[Saved records]
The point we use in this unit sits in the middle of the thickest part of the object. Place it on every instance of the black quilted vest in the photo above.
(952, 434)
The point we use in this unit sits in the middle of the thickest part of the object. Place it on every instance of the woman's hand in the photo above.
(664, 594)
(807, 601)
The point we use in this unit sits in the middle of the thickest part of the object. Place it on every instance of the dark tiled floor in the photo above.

* **WHAT TO WORK ON**:
Put the lines above into a numbered list, leaving out any blank lines.

* **EXERCISE SOLUTION**:
1. The point we use in this unit sits in the middle of the thickest part of the object. Place it on every instance of the black quilted vest in the photo above.
2. (952, 434)
3. The point we use in this unit sits in the middle of the thickest part of the object. Place it on every instance of the woman's hand in the photo above.
4. (664, 594)
5. (807, 601)
6. The point we use in this unit sits in the middle of the thickest part of the object. Place it on every instance of the dark tiled floor in the photo above.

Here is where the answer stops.